* GOAL *
Pick out every line in the items below that contains the word "black", and copy each such line. Case counts.
--- START OF MATERIAL SUPPLIED ---
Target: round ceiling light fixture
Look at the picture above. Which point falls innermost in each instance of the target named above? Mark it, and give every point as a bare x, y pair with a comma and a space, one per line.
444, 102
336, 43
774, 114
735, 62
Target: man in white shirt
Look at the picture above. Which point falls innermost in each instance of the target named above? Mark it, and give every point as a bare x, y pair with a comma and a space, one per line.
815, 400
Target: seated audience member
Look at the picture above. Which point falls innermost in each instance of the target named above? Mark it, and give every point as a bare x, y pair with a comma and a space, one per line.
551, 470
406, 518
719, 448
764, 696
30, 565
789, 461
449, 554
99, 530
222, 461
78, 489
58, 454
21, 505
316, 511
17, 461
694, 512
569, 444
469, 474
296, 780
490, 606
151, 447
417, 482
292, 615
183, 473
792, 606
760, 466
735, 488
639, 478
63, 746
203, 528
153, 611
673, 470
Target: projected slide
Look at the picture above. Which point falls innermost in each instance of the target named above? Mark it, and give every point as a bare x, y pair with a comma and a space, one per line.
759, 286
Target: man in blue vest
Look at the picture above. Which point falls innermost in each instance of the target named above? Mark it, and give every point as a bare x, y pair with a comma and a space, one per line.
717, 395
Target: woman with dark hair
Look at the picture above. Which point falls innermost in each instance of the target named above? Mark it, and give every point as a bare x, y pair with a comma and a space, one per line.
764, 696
--- END OF MATERIAL SUPPLIED ---
--- START OF MATERIAL SUPPLIED ---
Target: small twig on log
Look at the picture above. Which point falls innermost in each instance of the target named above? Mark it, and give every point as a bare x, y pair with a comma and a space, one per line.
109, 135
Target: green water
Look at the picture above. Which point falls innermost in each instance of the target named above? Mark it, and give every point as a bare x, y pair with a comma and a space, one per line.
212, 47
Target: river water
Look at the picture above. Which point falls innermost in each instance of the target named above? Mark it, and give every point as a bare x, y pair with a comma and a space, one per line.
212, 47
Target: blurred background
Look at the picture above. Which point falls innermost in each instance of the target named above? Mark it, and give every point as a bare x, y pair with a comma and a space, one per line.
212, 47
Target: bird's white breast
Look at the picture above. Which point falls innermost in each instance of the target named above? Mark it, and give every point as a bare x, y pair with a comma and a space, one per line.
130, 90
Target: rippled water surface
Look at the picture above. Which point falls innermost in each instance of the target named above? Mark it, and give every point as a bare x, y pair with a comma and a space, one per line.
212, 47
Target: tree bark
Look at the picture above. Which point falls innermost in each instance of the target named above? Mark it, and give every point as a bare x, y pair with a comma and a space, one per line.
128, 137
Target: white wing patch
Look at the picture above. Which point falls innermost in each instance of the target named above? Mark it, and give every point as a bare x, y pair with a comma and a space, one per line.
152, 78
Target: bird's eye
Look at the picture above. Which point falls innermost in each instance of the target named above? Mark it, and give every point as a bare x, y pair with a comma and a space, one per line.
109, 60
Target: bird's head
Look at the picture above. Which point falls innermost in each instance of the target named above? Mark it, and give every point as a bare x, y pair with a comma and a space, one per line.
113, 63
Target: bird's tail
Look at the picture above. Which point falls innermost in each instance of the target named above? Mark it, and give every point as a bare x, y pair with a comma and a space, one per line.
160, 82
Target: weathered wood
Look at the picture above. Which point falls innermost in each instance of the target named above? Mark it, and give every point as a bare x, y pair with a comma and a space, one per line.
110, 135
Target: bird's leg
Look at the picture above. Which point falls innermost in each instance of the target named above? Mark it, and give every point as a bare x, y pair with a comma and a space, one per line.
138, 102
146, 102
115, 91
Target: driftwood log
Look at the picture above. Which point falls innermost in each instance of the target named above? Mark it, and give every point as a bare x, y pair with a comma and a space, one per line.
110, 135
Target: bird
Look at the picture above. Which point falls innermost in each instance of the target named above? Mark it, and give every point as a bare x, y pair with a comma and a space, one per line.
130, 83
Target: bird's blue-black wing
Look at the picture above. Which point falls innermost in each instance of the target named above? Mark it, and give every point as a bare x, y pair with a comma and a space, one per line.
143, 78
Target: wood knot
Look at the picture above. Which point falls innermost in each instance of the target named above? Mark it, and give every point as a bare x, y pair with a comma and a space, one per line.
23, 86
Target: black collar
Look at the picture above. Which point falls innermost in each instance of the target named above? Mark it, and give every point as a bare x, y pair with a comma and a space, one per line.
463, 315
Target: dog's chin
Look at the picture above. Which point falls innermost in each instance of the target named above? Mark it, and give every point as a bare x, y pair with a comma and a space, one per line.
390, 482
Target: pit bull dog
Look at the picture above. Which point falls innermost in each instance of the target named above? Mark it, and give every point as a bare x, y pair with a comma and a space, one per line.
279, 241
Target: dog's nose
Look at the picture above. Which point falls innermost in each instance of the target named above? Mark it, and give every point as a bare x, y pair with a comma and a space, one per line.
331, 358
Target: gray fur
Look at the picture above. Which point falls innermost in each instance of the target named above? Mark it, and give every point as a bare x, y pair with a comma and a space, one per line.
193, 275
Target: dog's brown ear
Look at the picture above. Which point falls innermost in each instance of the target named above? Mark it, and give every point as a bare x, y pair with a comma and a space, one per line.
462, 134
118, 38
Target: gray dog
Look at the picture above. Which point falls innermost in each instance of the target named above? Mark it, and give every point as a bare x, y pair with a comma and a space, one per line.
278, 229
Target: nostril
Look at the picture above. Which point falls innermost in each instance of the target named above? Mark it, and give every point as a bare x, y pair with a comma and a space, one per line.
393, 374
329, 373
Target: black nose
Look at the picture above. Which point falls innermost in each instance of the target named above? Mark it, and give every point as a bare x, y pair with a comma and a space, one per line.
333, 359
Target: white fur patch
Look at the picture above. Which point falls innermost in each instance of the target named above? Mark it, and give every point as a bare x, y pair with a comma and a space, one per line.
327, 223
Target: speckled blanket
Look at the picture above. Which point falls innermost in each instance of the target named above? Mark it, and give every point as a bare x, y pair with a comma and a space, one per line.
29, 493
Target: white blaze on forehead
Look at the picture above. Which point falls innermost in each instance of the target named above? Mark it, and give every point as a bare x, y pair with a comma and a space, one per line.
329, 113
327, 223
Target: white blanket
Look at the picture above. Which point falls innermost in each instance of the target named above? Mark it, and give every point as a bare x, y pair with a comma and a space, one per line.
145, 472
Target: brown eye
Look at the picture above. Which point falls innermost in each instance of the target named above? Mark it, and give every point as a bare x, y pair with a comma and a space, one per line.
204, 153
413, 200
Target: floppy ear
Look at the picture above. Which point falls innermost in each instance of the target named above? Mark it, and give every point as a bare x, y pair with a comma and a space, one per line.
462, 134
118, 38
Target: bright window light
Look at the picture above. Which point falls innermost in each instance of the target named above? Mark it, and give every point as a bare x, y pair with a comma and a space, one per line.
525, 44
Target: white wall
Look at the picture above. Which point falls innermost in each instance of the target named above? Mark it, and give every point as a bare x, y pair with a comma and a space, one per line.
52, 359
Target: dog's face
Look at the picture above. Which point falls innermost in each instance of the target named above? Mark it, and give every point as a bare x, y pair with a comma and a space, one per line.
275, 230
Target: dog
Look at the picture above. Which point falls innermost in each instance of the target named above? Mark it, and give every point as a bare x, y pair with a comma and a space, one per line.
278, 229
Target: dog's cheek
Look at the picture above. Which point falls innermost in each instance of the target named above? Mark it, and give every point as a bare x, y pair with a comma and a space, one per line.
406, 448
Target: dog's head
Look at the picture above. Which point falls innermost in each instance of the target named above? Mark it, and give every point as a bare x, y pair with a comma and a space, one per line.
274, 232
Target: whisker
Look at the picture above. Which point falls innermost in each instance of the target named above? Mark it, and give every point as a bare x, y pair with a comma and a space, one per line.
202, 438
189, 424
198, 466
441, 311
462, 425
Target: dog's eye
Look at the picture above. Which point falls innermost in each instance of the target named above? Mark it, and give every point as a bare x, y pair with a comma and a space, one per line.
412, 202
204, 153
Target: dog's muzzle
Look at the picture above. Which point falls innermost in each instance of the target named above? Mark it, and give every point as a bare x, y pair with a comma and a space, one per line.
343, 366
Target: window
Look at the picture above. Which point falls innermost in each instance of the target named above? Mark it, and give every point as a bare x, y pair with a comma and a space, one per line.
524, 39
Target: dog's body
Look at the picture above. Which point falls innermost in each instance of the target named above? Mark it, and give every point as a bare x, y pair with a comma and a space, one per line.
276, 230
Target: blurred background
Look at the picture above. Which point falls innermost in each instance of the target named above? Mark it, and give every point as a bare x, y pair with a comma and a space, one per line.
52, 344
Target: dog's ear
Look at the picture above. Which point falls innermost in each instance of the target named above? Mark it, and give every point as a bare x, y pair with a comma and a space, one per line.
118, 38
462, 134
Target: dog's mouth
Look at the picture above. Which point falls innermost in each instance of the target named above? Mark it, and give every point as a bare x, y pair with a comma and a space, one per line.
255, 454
--- END OF MATERIAL SUPPLIED ---
--- START OF MATERIAL SUPPLIED ---
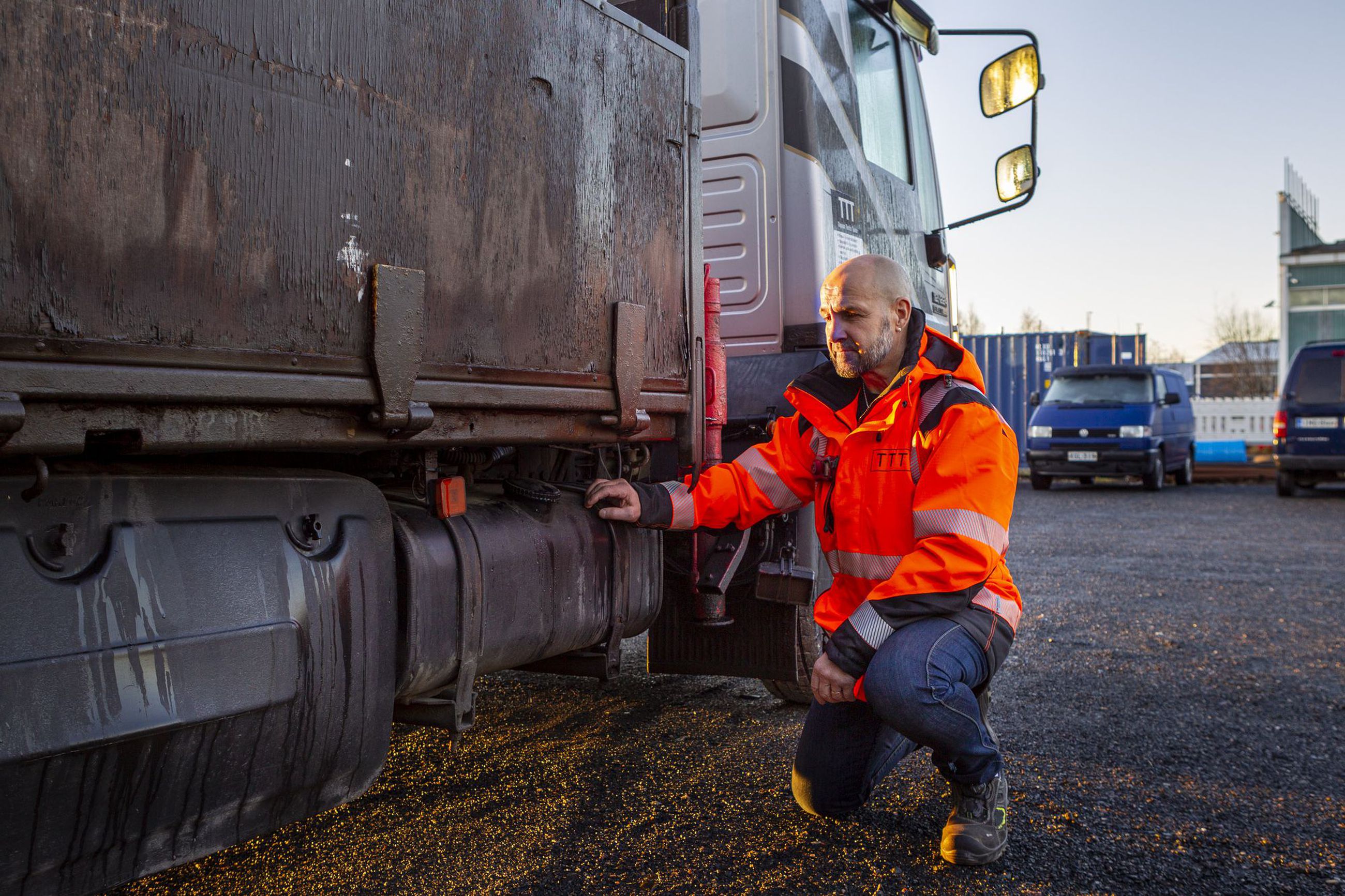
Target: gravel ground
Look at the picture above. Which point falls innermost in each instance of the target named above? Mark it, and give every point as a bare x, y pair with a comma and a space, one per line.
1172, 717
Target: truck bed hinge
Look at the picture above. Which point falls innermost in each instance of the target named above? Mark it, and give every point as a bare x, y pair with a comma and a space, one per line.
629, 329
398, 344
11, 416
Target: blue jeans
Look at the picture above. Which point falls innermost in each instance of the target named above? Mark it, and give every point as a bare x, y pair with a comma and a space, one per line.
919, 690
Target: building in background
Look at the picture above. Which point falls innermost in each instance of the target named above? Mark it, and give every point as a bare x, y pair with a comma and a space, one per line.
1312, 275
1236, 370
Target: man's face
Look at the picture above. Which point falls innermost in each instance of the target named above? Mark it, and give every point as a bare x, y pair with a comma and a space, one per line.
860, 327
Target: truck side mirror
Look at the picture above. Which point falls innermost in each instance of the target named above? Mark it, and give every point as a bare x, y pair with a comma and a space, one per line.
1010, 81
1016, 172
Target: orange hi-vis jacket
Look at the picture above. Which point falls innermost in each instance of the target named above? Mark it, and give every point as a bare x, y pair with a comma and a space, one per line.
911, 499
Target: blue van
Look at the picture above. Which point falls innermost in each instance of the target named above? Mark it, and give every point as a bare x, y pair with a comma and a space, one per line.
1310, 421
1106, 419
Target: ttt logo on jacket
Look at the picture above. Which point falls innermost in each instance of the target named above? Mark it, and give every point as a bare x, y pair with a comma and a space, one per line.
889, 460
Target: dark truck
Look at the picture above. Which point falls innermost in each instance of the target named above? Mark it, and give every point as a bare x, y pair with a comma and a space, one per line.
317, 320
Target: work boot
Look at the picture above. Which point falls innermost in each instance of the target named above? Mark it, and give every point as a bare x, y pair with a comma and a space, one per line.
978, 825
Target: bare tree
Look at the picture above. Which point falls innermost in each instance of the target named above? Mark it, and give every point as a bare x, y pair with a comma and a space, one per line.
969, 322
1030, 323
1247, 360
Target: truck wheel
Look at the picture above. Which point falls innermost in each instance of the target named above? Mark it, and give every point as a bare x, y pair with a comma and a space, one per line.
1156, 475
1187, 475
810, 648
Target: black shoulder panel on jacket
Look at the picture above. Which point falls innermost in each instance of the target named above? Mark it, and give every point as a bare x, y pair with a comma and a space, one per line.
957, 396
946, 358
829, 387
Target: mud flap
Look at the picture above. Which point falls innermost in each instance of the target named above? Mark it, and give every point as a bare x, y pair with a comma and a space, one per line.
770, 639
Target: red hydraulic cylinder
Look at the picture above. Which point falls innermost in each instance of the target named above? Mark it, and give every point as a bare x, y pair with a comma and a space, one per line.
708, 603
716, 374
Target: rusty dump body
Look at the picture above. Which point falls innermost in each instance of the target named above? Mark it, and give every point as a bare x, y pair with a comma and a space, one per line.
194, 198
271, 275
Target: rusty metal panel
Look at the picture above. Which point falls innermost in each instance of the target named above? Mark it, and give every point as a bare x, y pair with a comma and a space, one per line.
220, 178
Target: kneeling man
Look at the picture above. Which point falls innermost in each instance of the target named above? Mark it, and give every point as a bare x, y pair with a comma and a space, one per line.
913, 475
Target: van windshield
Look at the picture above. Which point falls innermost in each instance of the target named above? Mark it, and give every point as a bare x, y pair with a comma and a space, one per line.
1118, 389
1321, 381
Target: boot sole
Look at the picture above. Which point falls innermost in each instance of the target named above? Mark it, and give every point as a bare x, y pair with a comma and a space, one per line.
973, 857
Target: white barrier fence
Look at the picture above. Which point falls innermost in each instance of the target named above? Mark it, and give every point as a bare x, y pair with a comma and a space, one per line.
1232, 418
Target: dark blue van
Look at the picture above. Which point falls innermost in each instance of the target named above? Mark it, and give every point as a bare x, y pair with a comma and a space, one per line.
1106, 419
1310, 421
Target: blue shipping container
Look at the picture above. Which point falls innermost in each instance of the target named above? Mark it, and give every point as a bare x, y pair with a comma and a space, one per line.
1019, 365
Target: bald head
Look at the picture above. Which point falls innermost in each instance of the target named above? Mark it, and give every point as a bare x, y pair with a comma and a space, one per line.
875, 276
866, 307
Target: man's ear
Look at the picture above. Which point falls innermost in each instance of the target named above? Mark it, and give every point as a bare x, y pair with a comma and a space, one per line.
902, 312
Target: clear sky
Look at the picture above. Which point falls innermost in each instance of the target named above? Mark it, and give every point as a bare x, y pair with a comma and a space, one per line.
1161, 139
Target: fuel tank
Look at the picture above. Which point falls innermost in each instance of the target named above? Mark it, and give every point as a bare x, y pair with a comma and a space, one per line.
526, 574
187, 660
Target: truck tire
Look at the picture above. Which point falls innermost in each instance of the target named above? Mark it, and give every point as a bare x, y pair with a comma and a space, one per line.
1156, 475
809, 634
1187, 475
--- END OF MATERIAL SUPPLIED ---
* RESULT OF THIS EXERCISE *
Target: bird's blue-black wing
Target: black collar
Target: black nose
Target: black shoulder panel on jacket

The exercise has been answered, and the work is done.